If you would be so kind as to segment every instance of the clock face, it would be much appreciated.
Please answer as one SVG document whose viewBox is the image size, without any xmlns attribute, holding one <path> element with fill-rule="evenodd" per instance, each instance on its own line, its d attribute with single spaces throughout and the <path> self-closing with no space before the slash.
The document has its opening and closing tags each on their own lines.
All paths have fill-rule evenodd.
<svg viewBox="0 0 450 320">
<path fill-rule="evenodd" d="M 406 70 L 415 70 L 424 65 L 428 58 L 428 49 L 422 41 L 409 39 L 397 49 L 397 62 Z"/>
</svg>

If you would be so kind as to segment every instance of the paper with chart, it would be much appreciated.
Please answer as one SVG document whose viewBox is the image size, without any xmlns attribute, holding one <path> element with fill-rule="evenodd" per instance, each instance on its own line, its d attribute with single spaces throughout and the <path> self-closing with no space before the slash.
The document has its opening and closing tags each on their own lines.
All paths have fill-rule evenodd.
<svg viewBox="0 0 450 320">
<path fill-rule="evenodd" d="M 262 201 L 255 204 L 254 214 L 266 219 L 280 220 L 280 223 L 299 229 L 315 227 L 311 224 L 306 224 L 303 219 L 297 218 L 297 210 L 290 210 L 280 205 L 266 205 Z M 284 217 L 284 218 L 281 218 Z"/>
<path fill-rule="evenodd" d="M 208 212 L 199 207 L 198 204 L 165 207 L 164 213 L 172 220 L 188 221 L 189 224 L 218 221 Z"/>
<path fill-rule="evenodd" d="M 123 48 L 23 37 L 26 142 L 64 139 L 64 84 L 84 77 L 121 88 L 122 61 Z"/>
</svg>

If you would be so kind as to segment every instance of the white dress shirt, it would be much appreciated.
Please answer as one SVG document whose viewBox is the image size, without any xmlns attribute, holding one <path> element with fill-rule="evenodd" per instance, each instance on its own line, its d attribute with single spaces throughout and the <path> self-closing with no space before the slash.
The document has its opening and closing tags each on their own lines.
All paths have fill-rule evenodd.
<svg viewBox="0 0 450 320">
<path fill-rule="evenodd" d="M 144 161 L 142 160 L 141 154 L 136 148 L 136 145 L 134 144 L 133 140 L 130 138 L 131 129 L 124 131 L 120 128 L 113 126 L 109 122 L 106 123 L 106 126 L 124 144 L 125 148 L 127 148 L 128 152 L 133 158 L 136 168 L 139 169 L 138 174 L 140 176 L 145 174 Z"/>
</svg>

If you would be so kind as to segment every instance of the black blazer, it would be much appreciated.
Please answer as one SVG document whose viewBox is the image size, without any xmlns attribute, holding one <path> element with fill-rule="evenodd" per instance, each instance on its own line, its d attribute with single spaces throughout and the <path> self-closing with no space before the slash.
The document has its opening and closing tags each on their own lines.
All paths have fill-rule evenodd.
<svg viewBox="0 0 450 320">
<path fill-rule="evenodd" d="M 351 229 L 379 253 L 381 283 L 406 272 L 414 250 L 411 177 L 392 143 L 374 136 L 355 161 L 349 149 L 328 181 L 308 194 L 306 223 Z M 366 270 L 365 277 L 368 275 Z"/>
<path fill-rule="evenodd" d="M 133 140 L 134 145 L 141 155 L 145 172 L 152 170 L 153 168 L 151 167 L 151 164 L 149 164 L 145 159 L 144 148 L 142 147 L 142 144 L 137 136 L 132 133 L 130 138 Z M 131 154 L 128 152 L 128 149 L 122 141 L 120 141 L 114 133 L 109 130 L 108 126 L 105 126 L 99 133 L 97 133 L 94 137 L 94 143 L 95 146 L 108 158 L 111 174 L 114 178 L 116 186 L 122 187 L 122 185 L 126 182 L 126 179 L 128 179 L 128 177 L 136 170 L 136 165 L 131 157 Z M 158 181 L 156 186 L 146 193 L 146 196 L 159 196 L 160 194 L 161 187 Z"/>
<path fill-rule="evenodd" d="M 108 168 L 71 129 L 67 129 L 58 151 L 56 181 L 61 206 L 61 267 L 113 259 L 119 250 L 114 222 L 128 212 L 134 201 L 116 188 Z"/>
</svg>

### EXERCISE INSTRUCTIONS:
Could you arrange every nonblank line of the items above as a Markdown table, with the row number in a column headed "Row" and the line itself in a column headed "Line", skipping the blank lines?

### COMPLETED TASK:
| Row | Line |
|---|---|
| 1 | If you would be so kind as to segment every instance of the clock face, it would be much appreciated. |
| 2 | Please answer as one SVG document whose viewBox is the image size, without any xmlns attribute, holding one <path> element with fill-rule="evenodd" per instance, each instance on its own line, its d attribute with single spaces throughout and the <path> self-closing with no space before the slash. |
| 3 | The document has its opening and closing tags each on their own lines. |
| 4 | All paths have fill-rule evenodd. |
| 5 | <svg viewBox="0 0 450 320"> |
| 6 | <path fill-rule="evenodd" d="M 406 70 L 415 70 L 424 65 L 428 58 L 428 49 L 422 41 L 409 39 L 397 49 L 397 62 Z"/> |
| 7 | </svg> |
| 8 | If you would be so kind as to segment every instance of the paper with chart, it would be much appreciated. |
| 9 | Please answer as one SVG document whose viewBox is the image size, without any xmlns attribute, holding one <path> element with fill-rule="evenodd" per instance, each instance on its own line, its d attribute with single spaces throughout and the <path> self-closing with no space before the slash. |
| 10 | The document has its opening and closing tags each on their own lines. |
| 11 | All paths have fill-rule evenodd. |
| 12 | <svg viewBox="0 0 450 320"> |
| 13 | <path fill-rule="evenodd" d="M 262 201 L 255 204 L 254 214 L 266 219 L 280 220 L 280 223 L 299 229 L 315 227 L 311 224 L 306 224 L 303 219 L 297 218 L 297 210 L 290 210 L 280 205 L 266 205 Z M 284 217 L 284 218 L 281 218 Z"/> |
| 14 | <path fill-rule="evenodd" d="M 208 212 L 199 207 L 198 204 L 165 207 L 164 213 L 172 220 L 188 221 L 189 224 L 218 221 Z"/> |
| 15 | <path fill-rule="evenodd" d="M 123 48 L 23 37 L 26 142 L 64 139 L 64 84 L 84 77 L 121 88 L 122 61 Z"/> |
| 16 | </svg> |
| 17 | If you would be so kind as to segment every instance of the white dress shirt, it would be much appreciated. |
| 18 | Please answer as one SVG document whose viewBox is the image size, without any xmlns attribute, holding one <path> element with fill-rule="evenodd" per instance, each instance on its own line, its d attribute with single spaces throughout and the <path> self-closing with no space before the slash. |
| 19 | The document has its opening and closing tags each on their own lines. |
| 20 | All paths have fill-rule evenodd. |
| 21 | <svg viewBox="0 0 450 320"> |
| 22 | <path fill-rule="evenodd" d="M 144 161 L 142 160 L 141 154 L 136 148 L 136 145 L 134 144 L 133 140 L 130 138 L 131 129 L 124 131 L 120 128 L 113 126 L 109 122 L 106 123 L 106 126 L 124 144 L 125 148 L 127 148 L 128 152 L 133 158 L 136 168 L 139 169 L 138 174 L 140 176 L 145 174 Z"/> |
| 23 | </svg> |
| 24 | If you would be so kind as to segment every instance of the black blazer, it would be much appreciated. |
| 25 | Please answer as one SVG document whose viewBox is the image size, without any xmlns attribute, holding one <path> element with fill-rule="evenodd" per instance, each instance on its own line, its d attribute with single spaces throughout and the <path> self-closing with no space before the slash. |
| 26 | The document has its opening and closing tags each on their own lines. |
| 27 | All paths have fill-rule evenodd. |
| 28 | <svg viewBox="0 0 450 320"> |
| 29 | <path fill-rule="evenodd" d="M 351 229 L 379 253 L 381 283 L 406 272 L 414 250 L 411 177 L 392 143 L 374 136 L 355 161 L 349 149 L 328 181 L 308 194 L 306 223 Z M 366 270 L 365 277 L 368 275 Z"/> |
| 30 | <path fill-rule="evenodd" d="M 133 140 L 134 145 L 141 155 L 145 172 L 152 170 L 153 168 L 151 167 L 151 164 L 149 164 L 145 159 L 144 148 L 142 147 L 142 144 L 137 136 L 132 133 L 130 138 Z M 131 154 L 128 152 L 128 149 L 122 141 L 120 141 L 114 133 L 109 130 L 108 126 L 105 126 L 99 133 L 97 133 L 94 137 L 94 143 L 95 146 L 108 158 L 111 174 L 114 178 L 116 186 L 122 187 L 122 185 L 126 182 L 126 179 L 128 179 L 128 177 L 136 170 L 136 165 L 131 157 Z M 158 181 L 156 186 L 146 193 L 146 196 L 159 196 L 160 194 L 161 187 Z"/> |
| 31 | <path fill-rule="evenodd" d="M 108 168 L 71 129 L 67 129 L 58 151 L 56 181 L 61 206 L 61 267 L 113 259 L 119 250 L 114 222 L 128 212 L 134 201 L 116 188 Z"/> |
| 32 | </svg> |